Review by white_raven23: Finally, someone does the “Reel” horror right….and it was George Romero. It was a phenomenon that began with Blair Witch Project, a trend more recently pushed back into the limelight by the likes of Cloverfield. But all the prior “live” filmed horror movies made ONE mistake that Romero did NOT make in Diary of the Dead. And my stomach thanks him for it. Diary of the Dead is specifically absent of JigglyJogging camera work. Any sudden camera movement is mercifully brief. It’s like Romero actually took the time to CARE that the major quality that makes so many home movies unbearable, is not the banal content of watching someone else’s kids bicker at the beach for the 20th time, but the nausea inducing camera work. Pans from person to person are cautiously slow instead of ripping from face to face and blurring the surrounds. I did not feel hung over when I walked out of the theater. In fact…it wasn’t until I thought about it today that I realized it. Romero had done a First-person “live” movie perspective film without giving me motion sickness. With this movie, he clearly and openly disputes the “viral Speedzombie” perpetuated by the Dawn remake. In Land, he only clearly disputes the Dawn remake (virus theory) in the director’s cut. In Diary…its back to zombies as he meant them to be, slow, shambling, and the inevitable end result of death by any means other than severe cranial damage. You hang yourself to escape from zombieworld? Your corpse is coming back to life. You die peacefully of old age in bed? Your loved ones will be bringing back the Old Time purpose of having a ‘Wake’ to make sure you stay down. And with Diary, we have come full circle back to the beginning. The socially appropriate message in Night comes all the way back around. Our most threatening enemy has been, and always will be, ourselves. The one theme in Romero’s Dead movies that has never changed. The tools have changed, we’ve traded the analog antenna tvs in for live streaming 24/7 internet, cell phones have replaced the rotary, and we can have cameras and alarms watching our homes every minute. And it just doesn’t matter. The tools changed, but human nature has not. We still panic, we are still afraid of the dark, and we still blunder screaming where we should tread slowly and quietly. We deny to our dying breath that the comfortable rules of life have changed, even as a walking corpse chews our lips off. Damn beautiful movie!

____

> **REQUIREMENT**
List every film the movie review mentions by title, including any shortened forms it uses.

> **INFORMATION PROVIDED**
____

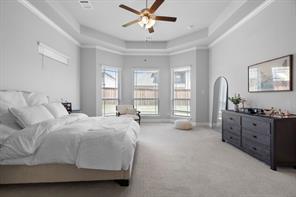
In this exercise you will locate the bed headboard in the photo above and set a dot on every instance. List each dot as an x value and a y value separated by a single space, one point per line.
20 98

____

> **SOLUTION**
- Blair Witch Project
- Cloverfield
- Diary of the Dead (also called Diary)
- the Dawn remake
- Land
- Night